True Scary Stories of Yesteryear

Episode Transcript

Cameron: [00:00:00] Welcome back to Lost Threads, episode seven. My name is Cameron Ezell.

Cory: And I'm Cory Munson. Well, Cameron, Halloween is almost here and it's the perfect time to tell some ghost stories.

Cameron: Yeah, but most ghost stories are just the same made up nonsense. Like, uh, what you got the call coming from inside the house?

The hook on the rear view mirror,

Cory: the babysitter reaching under the table to let her dog lick her hand.

Cameron: Oh, I don't know that one actually, that you wanna tell that one.

Cory: Uh, there's a babysitter who has a dog under her table and she keeps hearing strange noises in the house and she keeps putting her hand under the table for the dog to lick her hand to comfort her.

And then she goes into the bathroom and the dog is dead. It's all butchered in the [00:01:00] bathtub and she realizes it wasn't the dog licking her hand the whole time it was the killer.

Cameron: Wow. Well, we'll see you next year folks. But yeah, so like it's kind of like the same stories

Cory: And even if we didn't want to tell those stories, most podcasts have already talked about all the famous true crime stories. So what's there left for us to talk about?

= REQUIRED ACTION 1 =
State whether each statement agrees with the podcast transcript. Answer yes or no, and quote the words of the transcript that decide it.
(a) The episode is the seventh of Lost Threads.
(b) Cameron already knew the babysitter story before Cory told it.
(c) In the babysitter story, the dog is found dead in the bathroom.
= REQUIRED ACTION 2 =
Write out the part of the podcast transcript that opens with the words containing "Episode Transcript" and closes with "tell that one.".
= REQUIRED ACTION 3 =
In the podcast transcript, what holiday does Cory say is almost here?

= PROVIDED RECORDS =
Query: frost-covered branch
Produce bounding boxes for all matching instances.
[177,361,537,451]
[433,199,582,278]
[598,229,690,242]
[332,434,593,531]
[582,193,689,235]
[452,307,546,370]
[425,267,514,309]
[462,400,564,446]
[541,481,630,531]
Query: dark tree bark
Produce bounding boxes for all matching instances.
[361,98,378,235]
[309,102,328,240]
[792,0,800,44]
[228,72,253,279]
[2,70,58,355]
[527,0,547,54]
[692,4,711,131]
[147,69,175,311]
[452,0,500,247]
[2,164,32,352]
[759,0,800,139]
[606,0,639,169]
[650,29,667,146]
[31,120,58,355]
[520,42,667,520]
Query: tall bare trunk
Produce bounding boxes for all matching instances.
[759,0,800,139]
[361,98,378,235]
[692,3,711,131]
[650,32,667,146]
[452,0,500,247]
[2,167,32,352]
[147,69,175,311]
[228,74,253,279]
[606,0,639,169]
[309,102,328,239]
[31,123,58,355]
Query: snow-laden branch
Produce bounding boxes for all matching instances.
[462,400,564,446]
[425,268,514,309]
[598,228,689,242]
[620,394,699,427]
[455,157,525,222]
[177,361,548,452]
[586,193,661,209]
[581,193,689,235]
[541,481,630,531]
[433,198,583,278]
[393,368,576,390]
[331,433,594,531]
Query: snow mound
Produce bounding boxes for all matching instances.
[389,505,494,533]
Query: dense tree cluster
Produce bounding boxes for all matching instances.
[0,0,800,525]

--

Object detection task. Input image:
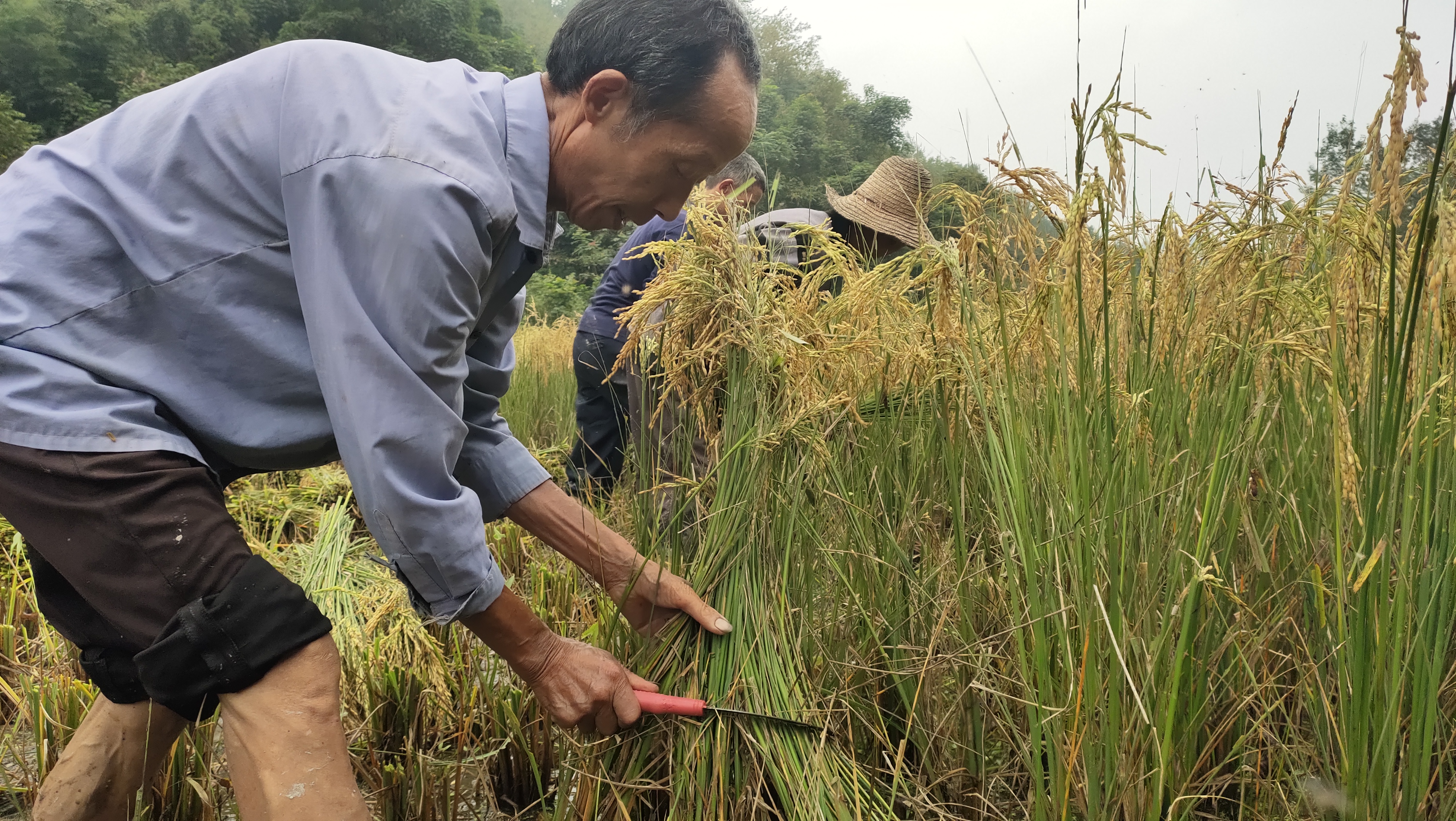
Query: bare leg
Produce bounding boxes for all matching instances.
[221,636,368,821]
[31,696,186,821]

= TASK ANSWER 1 =
(a) Yes: "Welcome back to Lost Threads, episode seven."
(b) No: "Oh, I don't know that one actually"
(c) Yes: "she goes into the bathroom and the dog is dead."

= TASK ANSWER 2 =
Episode Transcript

Cameron: [00:00:00] Welcome back to Lost Threads, episode seven. My name is Cameron Ezell.

Cory: And I'm Cory Munson. Well, Cameron, Halloween is almost here and it's the perfect time to tell some ghost stories.

Cameron: Yeah, but most ghost stories are just the same made up nonsense. Like, uh, what you got the call coming from inside the house?

The hook on the rear view mirror,

Cory: the babysitter reaching under the table to let her dog lick her hand.

Cameron: Oh, I don't know that one actually, that you wanna tell that one.

= TASK ANSWER 3 =
Halloween.